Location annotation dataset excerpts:
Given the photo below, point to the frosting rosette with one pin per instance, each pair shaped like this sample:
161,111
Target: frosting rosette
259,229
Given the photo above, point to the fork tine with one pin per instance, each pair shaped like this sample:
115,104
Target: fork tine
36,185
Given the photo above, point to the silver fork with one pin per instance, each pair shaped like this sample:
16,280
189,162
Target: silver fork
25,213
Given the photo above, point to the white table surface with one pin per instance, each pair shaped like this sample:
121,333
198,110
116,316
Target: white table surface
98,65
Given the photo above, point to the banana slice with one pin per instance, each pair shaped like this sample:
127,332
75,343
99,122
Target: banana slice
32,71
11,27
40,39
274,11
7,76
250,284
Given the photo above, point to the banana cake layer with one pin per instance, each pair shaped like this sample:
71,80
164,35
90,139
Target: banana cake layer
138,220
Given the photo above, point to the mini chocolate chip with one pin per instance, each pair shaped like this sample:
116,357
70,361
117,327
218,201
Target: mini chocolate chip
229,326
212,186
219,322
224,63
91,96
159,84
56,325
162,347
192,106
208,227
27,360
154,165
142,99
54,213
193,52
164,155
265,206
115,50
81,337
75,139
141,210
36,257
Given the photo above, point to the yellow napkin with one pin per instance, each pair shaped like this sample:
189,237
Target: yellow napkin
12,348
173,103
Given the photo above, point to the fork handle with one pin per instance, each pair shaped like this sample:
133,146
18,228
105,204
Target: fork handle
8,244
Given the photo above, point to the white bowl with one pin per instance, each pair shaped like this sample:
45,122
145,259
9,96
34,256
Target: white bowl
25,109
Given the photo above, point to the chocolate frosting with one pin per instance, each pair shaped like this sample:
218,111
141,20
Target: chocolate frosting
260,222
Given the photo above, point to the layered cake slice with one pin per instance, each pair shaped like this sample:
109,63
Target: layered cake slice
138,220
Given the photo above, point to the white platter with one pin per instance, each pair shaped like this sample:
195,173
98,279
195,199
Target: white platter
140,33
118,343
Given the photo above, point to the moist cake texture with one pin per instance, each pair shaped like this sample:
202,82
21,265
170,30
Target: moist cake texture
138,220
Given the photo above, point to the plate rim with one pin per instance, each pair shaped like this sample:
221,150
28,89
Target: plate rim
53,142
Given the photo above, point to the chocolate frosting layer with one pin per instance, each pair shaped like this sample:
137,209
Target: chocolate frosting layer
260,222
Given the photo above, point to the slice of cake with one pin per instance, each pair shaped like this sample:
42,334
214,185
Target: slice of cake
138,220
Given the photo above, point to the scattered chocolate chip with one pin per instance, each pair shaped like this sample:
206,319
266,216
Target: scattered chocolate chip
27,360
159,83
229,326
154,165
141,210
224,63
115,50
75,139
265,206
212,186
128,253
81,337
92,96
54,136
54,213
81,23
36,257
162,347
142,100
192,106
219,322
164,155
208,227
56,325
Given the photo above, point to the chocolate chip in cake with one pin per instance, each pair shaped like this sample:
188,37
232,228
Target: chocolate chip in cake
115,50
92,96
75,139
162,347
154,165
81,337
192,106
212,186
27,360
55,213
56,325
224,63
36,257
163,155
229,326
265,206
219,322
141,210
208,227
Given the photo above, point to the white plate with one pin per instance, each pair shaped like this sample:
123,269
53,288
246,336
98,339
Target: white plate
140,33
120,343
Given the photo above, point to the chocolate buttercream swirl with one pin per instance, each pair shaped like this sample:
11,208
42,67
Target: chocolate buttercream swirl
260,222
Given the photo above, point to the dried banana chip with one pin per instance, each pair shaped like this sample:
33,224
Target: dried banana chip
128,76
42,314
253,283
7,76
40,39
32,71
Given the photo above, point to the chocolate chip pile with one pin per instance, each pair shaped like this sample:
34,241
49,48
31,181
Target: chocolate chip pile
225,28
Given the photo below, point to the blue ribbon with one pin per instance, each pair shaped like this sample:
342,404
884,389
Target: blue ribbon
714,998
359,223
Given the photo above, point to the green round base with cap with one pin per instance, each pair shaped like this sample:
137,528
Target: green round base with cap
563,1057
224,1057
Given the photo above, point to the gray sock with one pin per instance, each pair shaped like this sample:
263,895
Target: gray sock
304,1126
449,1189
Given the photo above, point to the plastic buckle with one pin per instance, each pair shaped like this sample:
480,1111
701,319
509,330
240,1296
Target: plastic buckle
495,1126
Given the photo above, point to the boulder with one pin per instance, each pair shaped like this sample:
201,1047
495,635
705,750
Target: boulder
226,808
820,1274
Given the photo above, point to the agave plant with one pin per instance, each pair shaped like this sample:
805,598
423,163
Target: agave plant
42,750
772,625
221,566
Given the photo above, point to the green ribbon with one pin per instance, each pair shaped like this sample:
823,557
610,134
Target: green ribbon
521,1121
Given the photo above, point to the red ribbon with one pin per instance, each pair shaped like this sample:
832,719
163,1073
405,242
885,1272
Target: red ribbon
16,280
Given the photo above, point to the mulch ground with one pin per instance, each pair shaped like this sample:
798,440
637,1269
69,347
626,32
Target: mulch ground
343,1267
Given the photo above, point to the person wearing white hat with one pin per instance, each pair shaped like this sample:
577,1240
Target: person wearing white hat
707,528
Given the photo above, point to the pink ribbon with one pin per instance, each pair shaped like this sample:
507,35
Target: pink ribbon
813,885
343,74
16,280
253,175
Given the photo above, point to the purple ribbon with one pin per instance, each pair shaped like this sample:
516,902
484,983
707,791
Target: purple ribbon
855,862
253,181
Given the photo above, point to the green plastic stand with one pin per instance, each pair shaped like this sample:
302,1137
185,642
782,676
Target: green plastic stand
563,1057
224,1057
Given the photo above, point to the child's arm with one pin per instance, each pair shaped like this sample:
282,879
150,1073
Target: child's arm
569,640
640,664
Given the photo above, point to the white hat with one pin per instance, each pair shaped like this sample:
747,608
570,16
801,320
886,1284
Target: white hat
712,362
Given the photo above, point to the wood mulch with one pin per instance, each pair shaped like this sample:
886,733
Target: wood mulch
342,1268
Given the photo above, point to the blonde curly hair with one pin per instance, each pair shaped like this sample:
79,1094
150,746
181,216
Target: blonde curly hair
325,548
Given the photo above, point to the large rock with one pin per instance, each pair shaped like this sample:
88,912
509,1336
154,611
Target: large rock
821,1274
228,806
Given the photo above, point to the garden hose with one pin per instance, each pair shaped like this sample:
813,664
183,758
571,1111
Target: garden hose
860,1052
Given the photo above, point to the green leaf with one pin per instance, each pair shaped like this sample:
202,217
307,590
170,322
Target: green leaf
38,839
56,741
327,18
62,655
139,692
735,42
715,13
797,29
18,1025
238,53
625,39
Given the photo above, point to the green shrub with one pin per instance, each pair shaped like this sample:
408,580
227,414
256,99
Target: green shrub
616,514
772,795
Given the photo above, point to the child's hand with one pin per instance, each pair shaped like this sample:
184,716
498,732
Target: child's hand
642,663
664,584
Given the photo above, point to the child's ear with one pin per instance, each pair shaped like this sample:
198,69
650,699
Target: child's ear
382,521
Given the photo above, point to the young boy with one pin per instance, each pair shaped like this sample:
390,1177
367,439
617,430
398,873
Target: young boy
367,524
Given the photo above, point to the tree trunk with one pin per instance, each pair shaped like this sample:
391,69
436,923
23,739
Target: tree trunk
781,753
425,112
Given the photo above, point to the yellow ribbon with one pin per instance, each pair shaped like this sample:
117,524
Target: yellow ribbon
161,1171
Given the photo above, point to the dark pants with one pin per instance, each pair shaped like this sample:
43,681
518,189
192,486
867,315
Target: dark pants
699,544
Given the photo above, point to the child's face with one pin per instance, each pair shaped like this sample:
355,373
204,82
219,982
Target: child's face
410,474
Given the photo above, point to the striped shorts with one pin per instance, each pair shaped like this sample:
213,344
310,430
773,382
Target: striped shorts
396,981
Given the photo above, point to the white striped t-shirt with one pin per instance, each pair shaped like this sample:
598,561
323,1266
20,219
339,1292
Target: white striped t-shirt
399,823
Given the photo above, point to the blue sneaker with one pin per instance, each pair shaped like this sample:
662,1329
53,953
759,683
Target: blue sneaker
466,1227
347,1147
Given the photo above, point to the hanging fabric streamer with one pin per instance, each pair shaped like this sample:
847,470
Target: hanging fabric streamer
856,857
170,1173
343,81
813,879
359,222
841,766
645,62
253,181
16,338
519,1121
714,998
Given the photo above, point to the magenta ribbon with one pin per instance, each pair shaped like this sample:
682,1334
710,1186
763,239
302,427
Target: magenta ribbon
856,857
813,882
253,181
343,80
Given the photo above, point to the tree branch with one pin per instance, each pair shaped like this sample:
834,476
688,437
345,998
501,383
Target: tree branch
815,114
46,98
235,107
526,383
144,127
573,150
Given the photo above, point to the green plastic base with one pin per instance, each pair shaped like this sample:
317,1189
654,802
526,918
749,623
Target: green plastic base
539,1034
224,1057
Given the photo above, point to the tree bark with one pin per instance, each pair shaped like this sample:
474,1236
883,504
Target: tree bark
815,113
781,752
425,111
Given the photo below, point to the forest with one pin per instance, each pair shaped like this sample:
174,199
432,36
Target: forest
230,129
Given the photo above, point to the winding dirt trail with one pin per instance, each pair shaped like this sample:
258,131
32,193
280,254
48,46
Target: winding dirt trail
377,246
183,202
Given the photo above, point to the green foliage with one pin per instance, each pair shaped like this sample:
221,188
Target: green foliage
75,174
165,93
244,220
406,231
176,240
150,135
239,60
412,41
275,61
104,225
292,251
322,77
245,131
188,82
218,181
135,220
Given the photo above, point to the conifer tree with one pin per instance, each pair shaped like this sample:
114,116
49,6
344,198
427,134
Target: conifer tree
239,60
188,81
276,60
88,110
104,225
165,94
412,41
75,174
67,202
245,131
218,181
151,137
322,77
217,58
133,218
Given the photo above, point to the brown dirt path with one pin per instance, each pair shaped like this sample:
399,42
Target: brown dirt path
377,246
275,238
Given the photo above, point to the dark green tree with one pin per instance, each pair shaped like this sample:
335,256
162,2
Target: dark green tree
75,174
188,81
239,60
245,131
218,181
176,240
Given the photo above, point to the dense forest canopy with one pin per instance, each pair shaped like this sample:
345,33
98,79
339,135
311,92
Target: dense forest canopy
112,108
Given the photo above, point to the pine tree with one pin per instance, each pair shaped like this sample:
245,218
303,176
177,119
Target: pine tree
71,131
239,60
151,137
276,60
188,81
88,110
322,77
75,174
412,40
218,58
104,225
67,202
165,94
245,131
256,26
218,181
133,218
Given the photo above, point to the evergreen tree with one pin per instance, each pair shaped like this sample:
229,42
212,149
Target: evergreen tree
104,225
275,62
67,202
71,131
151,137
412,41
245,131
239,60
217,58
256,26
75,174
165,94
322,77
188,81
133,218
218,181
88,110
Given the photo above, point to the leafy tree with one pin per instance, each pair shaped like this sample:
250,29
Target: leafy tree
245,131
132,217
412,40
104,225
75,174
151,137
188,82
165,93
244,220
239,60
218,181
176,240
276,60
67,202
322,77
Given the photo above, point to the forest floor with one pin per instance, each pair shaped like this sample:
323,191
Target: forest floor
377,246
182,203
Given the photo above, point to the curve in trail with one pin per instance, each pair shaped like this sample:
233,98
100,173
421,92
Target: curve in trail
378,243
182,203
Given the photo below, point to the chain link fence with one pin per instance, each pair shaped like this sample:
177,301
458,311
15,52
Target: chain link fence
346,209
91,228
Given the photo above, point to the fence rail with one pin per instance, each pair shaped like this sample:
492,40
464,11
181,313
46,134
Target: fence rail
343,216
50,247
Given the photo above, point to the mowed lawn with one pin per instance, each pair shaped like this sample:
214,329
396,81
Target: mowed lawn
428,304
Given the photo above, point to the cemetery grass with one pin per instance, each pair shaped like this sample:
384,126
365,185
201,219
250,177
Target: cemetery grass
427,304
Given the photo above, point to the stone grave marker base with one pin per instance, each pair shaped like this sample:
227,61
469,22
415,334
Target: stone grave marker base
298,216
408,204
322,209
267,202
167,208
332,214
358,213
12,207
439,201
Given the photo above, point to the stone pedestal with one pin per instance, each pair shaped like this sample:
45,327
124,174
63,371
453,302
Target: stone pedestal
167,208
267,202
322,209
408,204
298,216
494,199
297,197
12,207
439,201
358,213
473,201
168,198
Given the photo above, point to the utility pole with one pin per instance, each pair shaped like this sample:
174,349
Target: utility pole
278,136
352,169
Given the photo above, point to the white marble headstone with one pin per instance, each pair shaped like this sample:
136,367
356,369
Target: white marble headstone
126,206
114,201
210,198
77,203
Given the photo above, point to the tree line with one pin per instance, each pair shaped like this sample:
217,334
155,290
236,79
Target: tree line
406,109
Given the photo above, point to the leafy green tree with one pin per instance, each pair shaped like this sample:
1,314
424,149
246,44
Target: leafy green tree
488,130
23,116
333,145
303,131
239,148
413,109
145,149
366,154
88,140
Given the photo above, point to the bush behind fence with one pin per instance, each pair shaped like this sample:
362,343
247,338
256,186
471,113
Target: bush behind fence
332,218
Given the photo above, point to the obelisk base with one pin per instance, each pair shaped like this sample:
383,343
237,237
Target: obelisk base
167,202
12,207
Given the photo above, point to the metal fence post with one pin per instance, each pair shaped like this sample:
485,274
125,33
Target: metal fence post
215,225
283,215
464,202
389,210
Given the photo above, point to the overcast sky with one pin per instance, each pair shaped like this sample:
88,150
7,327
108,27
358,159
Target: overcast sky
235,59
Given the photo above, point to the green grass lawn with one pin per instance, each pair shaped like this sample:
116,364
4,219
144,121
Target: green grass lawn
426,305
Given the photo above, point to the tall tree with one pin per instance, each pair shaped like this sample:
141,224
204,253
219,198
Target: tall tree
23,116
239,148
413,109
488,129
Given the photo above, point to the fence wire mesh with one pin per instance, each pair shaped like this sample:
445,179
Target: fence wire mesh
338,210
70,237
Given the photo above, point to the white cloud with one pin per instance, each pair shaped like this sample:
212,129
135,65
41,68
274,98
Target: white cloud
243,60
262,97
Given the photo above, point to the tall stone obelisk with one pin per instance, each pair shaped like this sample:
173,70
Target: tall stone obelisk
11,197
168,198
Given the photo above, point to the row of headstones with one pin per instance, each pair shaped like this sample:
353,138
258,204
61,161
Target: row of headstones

# Task to carry out
Take the line in which "Given the photo above, point to the white cloud" occurs and each subsequent line through the end; give these lines again without alteration.

# Exercise result
Given the photo above, point to the white cloud with one pin per instance, each pair shaped like this sample:
212,129
135,65
41,68
274,98
Target: white cloud
243,60
262,97
Given the photo above, point to the tall stone obelisk with one pin per instance, each pair shaped like this sample:
173,70
Target: tall stone obelisk
11,197
168,198
Given the photo above, point to the row of headstones with one pin per instance, each pair shaped like this sample:
353,138
258,204
61,161
Target: row of headstones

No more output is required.